● **Stated exercise**: Extend the article below on the Indo-Pakistani détente and the sharing of the Indus waters, beginning directly after its final sentence.
═══ Provided passage
Lt. Gen.Eric A.Vas [Retd]


It has been two months since the latest Indo-Pak détente got under way.  So far everything seems to be working.  Infiltration is down, the cease fire along the LOC is holding, the first talks between officials have been completed in a business-like manner.  The harsh rhetoric that characterised statements on both sides is absent and is replaced by a perceptible desire to normalise ties.  An effort is being made to make the impending cricket series a success.  But storm clouds loom  on the horizon over the nagging question of sharing the Indus waters.

Pakistani experts have calculated that if the flow of water from J&K to Pakistan is reduced by a level of one percent, the economic loss to its farmers will be catastrophic. Experts consider the question of Indus water more important than the J&K issue. Despite this perception, in the light of the thaw in relations with India, Pakistan has not included their fears on this crucial question of the sharing of the Indus waters as an agenda point in the forthcoming discussion..  A brief review of the background will help us understand why this is so.

In 1947, the northern parts of India's economy were predominantly based on agriculture, dependent on river and canal waters of the Indus valley that had been developed as a single irrigation system. At the time of partition, the sharing of those waters was considered an even more intractable and urgent issue than Jammu and Kashmir [J&K].   The annexure of Kashmir would provide Pakistan direct control over the three Western rivers A standstill agreement was signed with Pakistan on 18 December 1947, which provided that the pre-partition allocation of water in the irrigation system should be maintained.  The agreement was valid till 31 March 1948 when Pakistan refused to renew the agreement.  India responded by shutting off water supply from the Ferozepore headwork to Pakistani canals. The prosperity of a large number of farmers was involved and Pakistan soon came to the negotiating table.
══════
═══ Supplied material
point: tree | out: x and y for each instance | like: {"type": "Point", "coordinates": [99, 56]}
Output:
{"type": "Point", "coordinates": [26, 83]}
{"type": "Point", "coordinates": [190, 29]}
══════
● **Final answer**:
However, the state of relations between the two countries did not permit the setting up of a joint authority for the Indus valley.  India's initial response to this issue was based on the Harmon Doctrine, which had been announced when the USA and Mexico were involved in a dispute over the sharing of the waters of the Rio Grande River.  In 1895, US Attorney General Harmon had given his classical ruling: "The fundamental principle of international law is the absolute sovereignty of every nation against all others, within its own territory."  As the two countries could not come to an agreement, the Industrial Bank for Reconstruction and Development stepped in as a mediator in 1952.  It took another seven years of negotiations before an agreement could be hammered out.   The basis of a final agreement was a huge amount of external capital assistance from mutual friends of both countries. The Indus Water Treaty was ultimately signed in September 1960 when Prime Minister Nehru visited Pakistan.

The Treaty grouped the five rivers of Punjab into two categories.  The Eastern rivers: the Ravi, Sutlej and Beas; and the Western rivers: the Indus, Jhelum and Chenab.  The waters of the Eastern rivers can be stored by India.  As we know, these are being extensively used for irrigation and power supply to Himachal Pradesh, Punjab, Harayana and Delhi.  The Western rivers are available to Pakistan.  India can only use their running waters but is not permitted to store those waters.  However, it can use the Jhelum and Chenab for generating power, and store water on tributaries of the Jhelum and Chenab for irrigation or power supply.  The Treaty was welcomed both in Pakistan and India.  The Treaty had an unstated quid pro quo: the resolution of the Kashmir dispute.  It was then felt that the resolution of this issue would pave the way for resolving the J&K dispute.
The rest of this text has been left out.